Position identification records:
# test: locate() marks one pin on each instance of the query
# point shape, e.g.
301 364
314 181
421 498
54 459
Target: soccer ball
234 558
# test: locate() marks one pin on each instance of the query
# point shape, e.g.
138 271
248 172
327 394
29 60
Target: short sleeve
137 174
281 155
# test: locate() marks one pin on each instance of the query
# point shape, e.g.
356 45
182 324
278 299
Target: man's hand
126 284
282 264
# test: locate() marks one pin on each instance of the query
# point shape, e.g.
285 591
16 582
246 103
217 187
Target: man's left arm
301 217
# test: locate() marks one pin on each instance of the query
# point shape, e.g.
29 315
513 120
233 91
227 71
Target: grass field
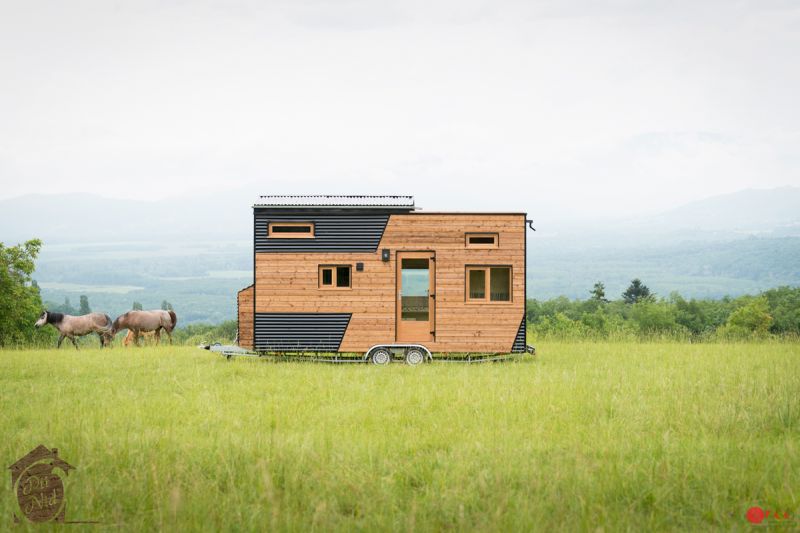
616 437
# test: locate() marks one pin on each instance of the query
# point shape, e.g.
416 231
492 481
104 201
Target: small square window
488 284
290 230
335 277
482 240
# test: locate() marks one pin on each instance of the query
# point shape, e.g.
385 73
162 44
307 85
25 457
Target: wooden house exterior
344 274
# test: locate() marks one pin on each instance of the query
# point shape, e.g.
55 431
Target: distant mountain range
197 252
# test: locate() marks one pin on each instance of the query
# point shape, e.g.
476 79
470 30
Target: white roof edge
395 201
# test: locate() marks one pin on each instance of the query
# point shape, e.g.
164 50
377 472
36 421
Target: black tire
380 356
415 356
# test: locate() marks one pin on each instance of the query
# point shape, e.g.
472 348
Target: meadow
583 436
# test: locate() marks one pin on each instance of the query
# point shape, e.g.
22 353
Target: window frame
334 277
291 235
482 246
487 299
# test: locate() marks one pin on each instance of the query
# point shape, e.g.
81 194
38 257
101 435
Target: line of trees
639 313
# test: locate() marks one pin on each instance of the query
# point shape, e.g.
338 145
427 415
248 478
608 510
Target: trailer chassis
379 354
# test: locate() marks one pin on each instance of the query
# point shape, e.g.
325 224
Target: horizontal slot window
482 240
291 230
335 276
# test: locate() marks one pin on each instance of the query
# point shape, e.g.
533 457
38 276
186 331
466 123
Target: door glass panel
477 284
500 282
343 277
414 286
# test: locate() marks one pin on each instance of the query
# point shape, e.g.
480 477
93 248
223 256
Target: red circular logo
755 515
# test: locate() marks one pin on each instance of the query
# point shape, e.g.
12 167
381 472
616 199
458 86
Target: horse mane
115 324
54 318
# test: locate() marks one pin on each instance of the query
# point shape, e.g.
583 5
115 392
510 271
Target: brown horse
77 326
143 321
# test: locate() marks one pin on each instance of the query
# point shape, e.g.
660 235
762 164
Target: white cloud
578 107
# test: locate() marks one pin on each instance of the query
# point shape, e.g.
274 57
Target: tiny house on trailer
374 275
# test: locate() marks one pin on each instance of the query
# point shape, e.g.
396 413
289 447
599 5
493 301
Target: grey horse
77 326
143 321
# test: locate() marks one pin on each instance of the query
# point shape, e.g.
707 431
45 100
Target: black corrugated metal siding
519 340
308 332
344 231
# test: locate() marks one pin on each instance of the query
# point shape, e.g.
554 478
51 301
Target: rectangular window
291 230
482 240
488 284
334 277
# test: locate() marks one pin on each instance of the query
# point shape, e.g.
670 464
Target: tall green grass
661 436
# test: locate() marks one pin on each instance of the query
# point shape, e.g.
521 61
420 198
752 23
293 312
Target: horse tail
115 325
109 324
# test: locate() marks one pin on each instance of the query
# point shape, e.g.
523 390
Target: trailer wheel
414 357
381 356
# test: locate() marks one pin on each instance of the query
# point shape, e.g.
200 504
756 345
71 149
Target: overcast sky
590 106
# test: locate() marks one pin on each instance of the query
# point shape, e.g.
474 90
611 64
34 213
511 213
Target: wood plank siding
245 306
287 282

# YOUR TASK:
Skip the pictures and transcribe the rest of the records exactly.

# PROBLEM SOLUTION:
# test: locate() marks one pin on each instance of the query
# point shape, e.g.
301 364
314 181
421 498
54 459
Target: soccer ball
234 558
# test: locate() marks one pin on each instance of the query
# point shape, e.g.
138 271
248 172
327 394
29 60
Target: short sleeve
137 174
281 155
# test: locate() marks one pin on each instance of the query
# point shape, e.g.
356 45
182 324
278 299
Target: man's hand
126 284
282 264
# test: locate() marks one pin on each instance of the query
# point shape, e.g.
285 591
16 582
246 103
217 187
Target: man's left arm
301 217
# test: locate() marks one pin on each instance of the query
# point shape, e.g.
29 315
513 120
233 91
227 71
Target: grass field
616 437
# test: locate() marks one pin on each instance of the query
# point shape, e.g.
416 231
492 481
104 201
Target: small square window
488 284
290 230
335 277
482 240
# test: locate() marks one pin on each instance of the query
# point shape, e.g.
385 73
162 44
307 85
25 457
Target: wooden house exterior
344 274
# test: locate() marks one pin on each instance of the query
# point shape, e.g.
55 431
Target: distant mountain range
197 252
# test: locate() marks one pin on each instance of the query
# point shape, e.g.
476 79
470 30
Target: white roof edge
395 201
# test: locate() marks one pin on each instance of the query
# point shape, e.g.
164 50
377 472
36 421
Target: black tire
380 356
415 356
# test: locate() marks one pin on each instance of the query
# point shape, e.g.
472 348
Target: meadow
583 436
# test: locate() marks one pin on each instance of the query
# point shape, e.g.
22 353
Target: window frame
334 277
291 235
482 246
487 299
# test: locate() marks one pin on each instance of the query
# point shape, e.g.
81 194
38 257
101 435
Target: line of trees
639 313
# test: locate() marks one pin on each instance of the query
# point shape, e.g.
338 145
427 415
248 478
608 510
Target: trailer chassis
379 354
# test: locate() marks one pin on each instance of the query
# point shape, e.g.
325 224
Target: horizontal slot window
482 240
291 230
335 276
# test: locate() marks one pin on each instance of the query
# point shape, e.g.
533 457
38 276
186 331
466 123
Target: door glass panel
477 284
500 282
343 277
414 286
# test: locate() marks one pin on each instance of the query
# point shape, e.g.
480 477
93 248
223 256
Target: red circular logo
755 515
# test: locate() marks one pin on each instance of the query
# point shape, e.g.
12 167
381 472
616 199
458 86
Target: horse mane
115 324
54 318
# test: locate() marks one pin on each instance of the query
# point shape, e.g.
583 5
115 392
510 271
Target: brown horse
77 326
143 321
# test: locate() marks one pin on each instance of the query
# point shape, e.g.
660 235
762 164
Target: white cloud
578 107
# test: locate() marks one pin on each instance of the query
# point shape, e.g.
274 57
Target: tiny house on trailer
374 275
# test: locate() marks one pin on each instance of the query
# point shape, e.g.
396 413
289 447
599 5
493 301
Target: grey horse
77 326
143 321
# test: locate() marks one pin on each instance of the query
# point shape, e.g.
707 431
45 100
Target: black corrugated metal siding
519 340
308 332
344 231
# test: locate() marks one pin on each instance of the query
# point shape, e.g.
554 478
51 301
Target: rectangular window
291 230
482 240
488 284
334 277
# test: locate() marks one pin on each instance of the query
# point shape, e.g.
670 464
Target: tall green grass
661 436
# test: locate() marks one pin on each instance of the query
# point shape, e.g.
521 61
420 198
752 23
293 312
Target: horse tail
115 325
109 324
# test: locate() marks one pin on each instance of the query
# point shape, e.g.
523 390
Target: trailer wheel
414 357
381 356
# test: locate() marks one pin on each instance of the query
# point shape, e.g.
200 504
756 345
71 149
Target: overcast sky
590 106
# test: locate() marks one pin on each instance of the query
# point shape, e.g.
474 90
611 64
34 213
511 213
Target: wood plank siding
245 306
287 282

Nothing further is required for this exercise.